> [REQUIRED ACTION]
Reproduce each line of the material that follows, word for word.

> [DATA FOR PROCESSING]
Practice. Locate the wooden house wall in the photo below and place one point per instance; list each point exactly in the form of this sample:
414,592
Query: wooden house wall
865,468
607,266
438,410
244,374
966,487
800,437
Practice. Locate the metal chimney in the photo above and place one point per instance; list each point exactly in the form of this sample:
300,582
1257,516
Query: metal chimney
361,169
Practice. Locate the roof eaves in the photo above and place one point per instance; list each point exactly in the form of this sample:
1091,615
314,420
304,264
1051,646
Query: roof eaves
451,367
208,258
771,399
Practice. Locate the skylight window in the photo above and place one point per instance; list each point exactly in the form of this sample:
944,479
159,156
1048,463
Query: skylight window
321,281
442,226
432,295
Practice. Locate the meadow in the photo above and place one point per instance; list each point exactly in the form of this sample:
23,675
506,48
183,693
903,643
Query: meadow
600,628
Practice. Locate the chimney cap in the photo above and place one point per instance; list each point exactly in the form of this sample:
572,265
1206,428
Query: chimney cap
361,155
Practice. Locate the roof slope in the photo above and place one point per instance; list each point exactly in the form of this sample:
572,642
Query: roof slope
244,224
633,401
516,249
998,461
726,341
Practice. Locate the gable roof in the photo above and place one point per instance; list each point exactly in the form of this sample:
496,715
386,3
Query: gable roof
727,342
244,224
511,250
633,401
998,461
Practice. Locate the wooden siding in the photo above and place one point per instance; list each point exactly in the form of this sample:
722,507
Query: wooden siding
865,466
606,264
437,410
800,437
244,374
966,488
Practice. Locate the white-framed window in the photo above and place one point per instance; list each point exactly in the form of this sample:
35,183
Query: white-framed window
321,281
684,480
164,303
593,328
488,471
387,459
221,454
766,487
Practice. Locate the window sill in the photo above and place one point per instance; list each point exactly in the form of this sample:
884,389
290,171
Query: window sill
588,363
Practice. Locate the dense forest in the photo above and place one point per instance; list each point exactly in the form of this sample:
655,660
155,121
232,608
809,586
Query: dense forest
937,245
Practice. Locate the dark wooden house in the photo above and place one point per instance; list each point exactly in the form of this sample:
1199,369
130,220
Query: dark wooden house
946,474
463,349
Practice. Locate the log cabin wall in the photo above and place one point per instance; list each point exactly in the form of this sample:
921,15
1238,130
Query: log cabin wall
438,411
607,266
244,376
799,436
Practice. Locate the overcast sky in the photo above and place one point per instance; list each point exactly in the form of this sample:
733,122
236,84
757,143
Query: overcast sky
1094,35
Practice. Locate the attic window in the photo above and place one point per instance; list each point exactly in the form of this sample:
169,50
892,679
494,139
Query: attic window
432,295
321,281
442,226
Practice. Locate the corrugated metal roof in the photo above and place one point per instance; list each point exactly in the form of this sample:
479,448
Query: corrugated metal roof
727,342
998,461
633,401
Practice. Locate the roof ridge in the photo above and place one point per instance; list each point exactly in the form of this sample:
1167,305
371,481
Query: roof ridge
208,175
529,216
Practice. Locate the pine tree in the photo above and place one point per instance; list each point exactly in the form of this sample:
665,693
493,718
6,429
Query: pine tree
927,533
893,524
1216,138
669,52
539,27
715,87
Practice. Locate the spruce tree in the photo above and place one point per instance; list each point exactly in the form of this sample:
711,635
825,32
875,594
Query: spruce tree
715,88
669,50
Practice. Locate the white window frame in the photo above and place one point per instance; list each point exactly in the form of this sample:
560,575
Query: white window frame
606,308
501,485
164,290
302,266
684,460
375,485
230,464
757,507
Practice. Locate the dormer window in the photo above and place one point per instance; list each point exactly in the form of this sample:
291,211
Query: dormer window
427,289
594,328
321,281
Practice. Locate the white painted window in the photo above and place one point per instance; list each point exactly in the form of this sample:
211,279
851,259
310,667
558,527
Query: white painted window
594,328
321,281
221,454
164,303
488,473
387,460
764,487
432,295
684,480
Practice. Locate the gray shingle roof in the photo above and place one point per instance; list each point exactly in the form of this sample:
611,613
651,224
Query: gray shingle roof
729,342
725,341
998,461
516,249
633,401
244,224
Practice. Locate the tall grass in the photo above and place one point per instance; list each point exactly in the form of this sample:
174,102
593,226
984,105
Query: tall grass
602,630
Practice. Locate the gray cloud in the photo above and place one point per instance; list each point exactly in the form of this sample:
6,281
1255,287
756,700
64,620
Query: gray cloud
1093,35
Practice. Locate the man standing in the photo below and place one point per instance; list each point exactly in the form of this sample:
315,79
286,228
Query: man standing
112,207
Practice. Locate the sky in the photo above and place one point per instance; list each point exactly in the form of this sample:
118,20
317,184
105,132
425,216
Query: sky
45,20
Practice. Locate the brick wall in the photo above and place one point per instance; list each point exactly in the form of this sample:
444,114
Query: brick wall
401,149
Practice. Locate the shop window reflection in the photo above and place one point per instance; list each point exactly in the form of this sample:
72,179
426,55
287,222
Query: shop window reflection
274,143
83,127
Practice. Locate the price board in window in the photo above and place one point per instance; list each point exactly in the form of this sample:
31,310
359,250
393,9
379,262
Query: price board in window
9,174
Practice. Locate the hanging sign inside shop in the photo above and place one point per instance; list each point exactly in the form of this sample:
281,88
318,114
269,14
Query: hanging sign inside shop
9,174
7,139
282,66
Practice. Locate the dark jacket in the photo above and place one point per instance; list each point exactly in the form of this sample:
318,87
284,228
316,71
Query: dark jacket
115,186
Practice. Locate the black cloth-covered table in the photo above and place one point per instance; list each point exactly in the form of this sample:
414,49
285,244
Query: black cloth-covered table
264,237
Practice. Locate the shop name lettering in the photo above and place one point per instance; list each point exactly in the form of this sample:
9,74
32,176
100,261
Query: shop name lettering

> [RESPONSE]
Practice. Locate the wooden house wall in the photo below and place one point per instance; list each point exactly in the form of this sample:
414,592
Query: wooden house wall
865,468
607,266
438,410
244,374
966,487
800,437
Practice. Locate the metal chimney in the photo above and place one point per instance; list each point exactly in the form of this sample:
300,582
1257,516
Query: metal chimney
361,169
Practice. Locate the roof eaves in the photo above and place one point per instance; list each point exactly in the form of this sample:
1091,615
314,420
304,264
1051,646
Query: roof eaves
451,367
208,258
771,399
Practice. Locate the skylight window in the photo above and place one point per instance; list each point exactly in the form of this sample:
944,479
159,156
1048,463
Query: skylight window
321,281
442,226
432,295
Practice. Locate the meadow in the photo above and place one point per instance; list each point exactly in the form of this sample:
23,675
506,48
183,693
903,643
Query: meadow
600,628
Practice. Locate the chimney cap in the photo above and place one point per instance; list each point exactly in the form of this sample:
572,265
1206,428
Query: chimney cap
361,155
Practice. Locate the roof slope in the photo above and place one point per instance; list each point exactly in the form of this sample:
572,642
Query: roof slope
244,224
633,401
516,249
998,461
726,341
Practice. Locate the gable roof in the photo above and place one point per instance; list each point exactly in the form of this sample:
496,715
386,3
Query: gable roof
727,342
244,224
511,250
633,401
998,461
Practice. Locate the wooden siding in the photo above and place one point per instance; list each point exactly in the form of this sample:
722,507
Query: wooden siding
865,466
606,264
437,410
800,437
244,374
966,488
Practice. Locate the white-framed window in the photo above and place one point per instance; list each point exactly in the form of this sample:
35,183
Query: white-framed window
321,281
684,480
164,303
593,328
488,471
387,459
221,454
766,487
Practice. Locate the window sill in the photo above and place one point per instance; list each point exactly in the form of this sample:
884,389
290,171
Query: window sill
588,363
Practice. Locate the dense forest in the photo above and place one point per instance; list each point exactly in the form of this sample:
655,660
155,121
232,608
809,586
Query: dense forest
937,245
Practice. Locate the dark wooden house in the photo above and place one point per instance; list each point exactly in the form of this sample:
1199,369
130,220
Query: dark wooden house
946,474
463,349
Practice. Locate the log cabin wall in the photo above and place one point per instance; list each point exactly in the form of this sample:
921,15
1238,130
Query: log cabin wall
438,411
607,266
244,376
799,436
Practice. Locate the overcast sky in the photo above and place one point per instance; list each point exactly in the form of this sample:
733,122
236,84
757,143
Query: overcast sky
1094,35
Practice. Locate the attic window in the photo above and place one point per instance; list each point exactly in the form of this sample:
169,50
892,679
494,139
Query: attic window
432,295
321,281
442,226
Practice. Locate the corrugated metal roof in the photo above and place one point per instance; list each point exactly in the form of this sample:
479,448
Query: corrugated metal roof
727,342
998,461
633,401
Practice. Locate the roof ridge in the photo above and place one point per instance; list each point exactly in the form of this sample:
1167,305
371,481
Query: roof ridge
208,175
529,216
Practice. Locate the pine tree in the photo above and place one point per instance; list each point exactly in the form of this sample:
665,693
493,718
6,429
Query: pine tree
927,533
893,524
1216,138
669,52
539,27
715,87
Practice. Locate the spruce tree in the photo above and place one point per instance; list each point exactly in the form of this sample:
711,635
825,32
875,594
Query: spruce tree
715,88
669,50
Practice. Locate the white window frame in the photo above and place one point per instance; list each point exactly in the form of this sample:
560,575
Query: white window frame
606,308
501,485
164,290
302,266
684,460
375,485
230,464
757,507
Practice. Locate the dormer window in the photo above and place one point per instance; list each point exactly in the form of this sample:
291,211
Query: dormer window
427,289
594,328
321,281
Practice. Locate the white painted window in the photo above and place one point per instance; list each point exactly in the form of this sample:
211,279
851,259
310,667
558,527
Query: white painted window
594,328
321,281
221,454
164,303
488,473
387,460
764,487
432,295
684,480
Practice. Locate the gray shingle roof in the photo above and place one point per instance; list each point exactly in the form of this sample:
611,613
651,224
Query: gray shingle roof
729,342
725,341
998,461
516,249
633,401
244,224
Practice. Locate the tall grass in the photo above and place one point per instance; list each point exactly in the form of this sample:
174,102
593,226
984,105
Query: tall grass
602,630
Practice. Locate the gray cloud in the photo above and place one point per instance; list each point exactly in the form of this sample:
6,281
1255,287
756,700
64,620
Query: gray cloud
1093,35
Practice. Locate the man standing in the photo below and place one point per instance; list each point exactly in the form of this sample:
315,79
286,228
Query: man standing
112,207
Practice. Locate the sky in the photo above and place one point per instance; list each point exactly in the form of this sample:
118,20
317,184
105,132
425,216
Query: sky
45,20
Practice. Locate the brick wall in the photo above and place one point per instance; list each point exactly in the form of this sample:
444,114
Query: brick wall
401,149
Practice. Locate the shop window reflection in the photo above and place one point per instance; list each point exactly in the form of this sample:
72,179
426,55
287,222
Query: shop window reflection
274,143
83,127
Practice. Locate the price board in window in the photo above and place one point per instance; list each point exactly in the form of this sample:
31,310
359,250
393,9
379,262
Query: price board in window
9,174
Practice. Locate the hanging sign inside shop in the photo above and place one point per instance; list each point exactly in the form of this sample:
281,88
318,114
269,14
Query: hanging sign inside shop
9,174
7,139
282,66
Practice. Locate the dark jacket in the photo above and place one point per instance; list each point exactly in the form of this sample:
318,87
284,228
316,71
Query: dark jacket
115,186
Practice. Locate the black cloth-covered table in the photo above and place one point per instance; list each point exactly in the form of this sample:
414,49
285,244
Query: black cloth-covered table
264,237
Practice. Locate the shop name lettering in the photo above and place one point per instance; list each point exactly in the form of this sample:
9,74
32,176
100,261
Query: shop name lettering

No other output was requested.